OBJETIVO:
Reproduza todos os registros abaixo linha por linha, sem nenhuma alteração, excluindo as imagens da saída.

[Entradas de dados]
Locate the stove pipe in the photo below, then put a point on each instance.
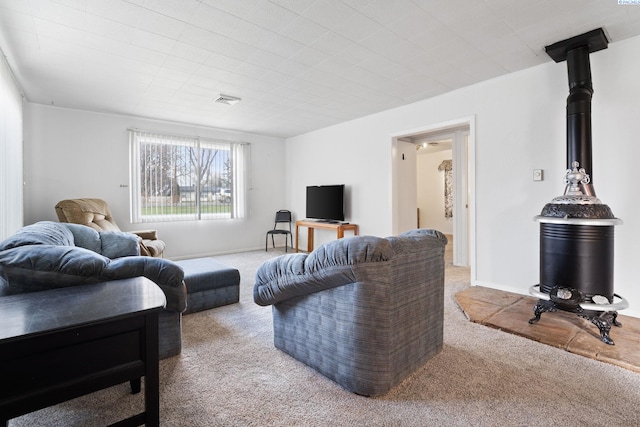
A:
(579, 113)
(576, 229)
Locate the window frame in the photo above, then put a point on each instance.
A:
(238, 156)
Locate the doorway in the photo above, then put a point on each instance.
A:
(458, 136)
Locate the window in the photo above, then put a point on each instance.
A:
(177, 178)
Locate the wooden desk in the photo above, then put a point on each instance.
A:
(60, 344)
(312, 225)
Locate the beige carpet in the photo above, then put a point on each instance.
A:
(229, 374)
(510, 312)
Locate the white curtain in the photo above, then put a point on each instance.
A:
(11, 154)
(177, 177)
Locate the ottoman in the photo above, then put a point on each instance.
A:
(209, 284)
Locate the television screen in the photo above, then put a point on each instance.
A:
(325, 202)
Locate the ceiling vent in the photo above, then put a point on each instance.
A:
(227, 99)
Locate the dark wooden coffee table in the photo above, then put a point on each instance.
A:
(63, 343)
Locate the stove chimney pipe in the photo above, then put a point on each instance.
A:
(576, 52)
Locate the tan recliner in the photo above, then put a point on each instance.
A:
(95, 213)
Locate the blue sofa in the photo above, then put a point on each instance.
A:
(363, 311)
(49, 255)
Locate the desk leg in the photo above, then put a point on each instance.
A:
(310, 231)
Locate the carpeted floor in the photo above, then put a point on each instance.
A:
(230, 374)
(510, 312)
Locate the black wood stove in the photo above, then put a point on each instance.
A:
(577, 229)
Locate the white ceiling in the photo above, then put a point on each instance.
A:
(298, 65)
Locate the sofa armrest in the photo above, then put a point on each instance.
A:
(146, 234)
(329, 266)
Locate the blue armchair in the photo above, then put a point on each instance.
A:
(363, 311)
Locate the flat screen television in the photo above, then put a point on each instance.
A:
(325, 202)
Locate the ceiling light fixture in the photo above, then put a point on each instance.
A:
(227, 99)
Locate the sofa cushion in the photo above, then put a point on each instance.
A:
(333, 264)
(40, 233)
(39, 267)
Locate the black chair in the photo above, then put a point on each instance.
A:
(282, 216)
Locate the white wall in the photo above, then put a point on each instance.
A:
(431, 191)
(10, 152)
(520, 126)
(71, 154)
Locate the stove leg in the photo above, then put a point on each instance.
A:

SOLUÇÃO:
Locate the stove pipe in the photo below, then put a point on each instance.
A:
(579, 113)
(576, 229)
Locate the window frame in the photo above, then put a point on each instance.
A:
(238, 156)
Locate the doorway in the photo above, then put a point on each instance.
A:
(458, 136)
Locate the window in the photo above, then put a point on each instance.
A:
(177, 178)
Locate the wooden desk in the photo above, then put a point on each instance.
A:
(60, 344)
(312, 225)
Locate the beige carpet in the photo above, then put a point on each instance.
A:
(229, 374)
(510, 312)
Locate the white curtain in the photo above, then put a point on each instance.
A:
(11, 154)
(177, 177)
Locate the ottoman in the photo above, then put a point on each instance.
A:
(209, 284)
Locate the television screen in the photo above, then put a point on each instance.
A:
(325, 202)
Locate the ceiling vent in the photo above, then put a point on each instance.
A:
(227, 99)
Locate the dark wooden coffee table in the photo above, then put a point on each instance.
A:
(63, 343)
Locate the stove chimney pipe in the photo above, then put a point on each instance.
A:
(576, 52)
Locate the tan recliner in the photo above, then put a point on each instance.
A:
(95, 213)
Locate the blue sofa in the photo above, then put a point on each instance.
A:
(363, 311)
(49, 255)
Locate the desk leg in the photo above, then put a point on each instance.
A:
(310, 231)
Locate the carpeted floor in the photo above, then put a point on each instance.
A:
(230, 374)
(510, 312)
Locate the black wood stove in the photo above, then put a point on each instance.
A:
(577, 229)
Locate the white ceiling in the photo above, then put a point on each instance.
A:
(298, 65)
Locate the sofa armrest in the photo above, then put a point on each instance.
A:
(146, 234)
(329, 266)
Locate the blue armchair in the photo above, then put a point on each instance.
A:
(363, 311)
Locate the flat screen television in the photo above, then put a point on each instance.
A:
(325, 202)
Locate the ceiling light fixture in the photo above, then put a point on each instance.
A:
(227, 99)
Locate the sofa cushion in the photo above, then put a point on each instance.
A:
(333, 264)
(40, 233)
(39, 267)
Locate the black chair in the photo above, then put a point on each instance.
A:
(282, 216)
Locate the white wall in the photo above, then put a point on each instance.
A:
(431, 191)
(10, 152)
(520, 126)
(71, 154)
Locate the stove leg in the photo above, then put a point on each instance.
A:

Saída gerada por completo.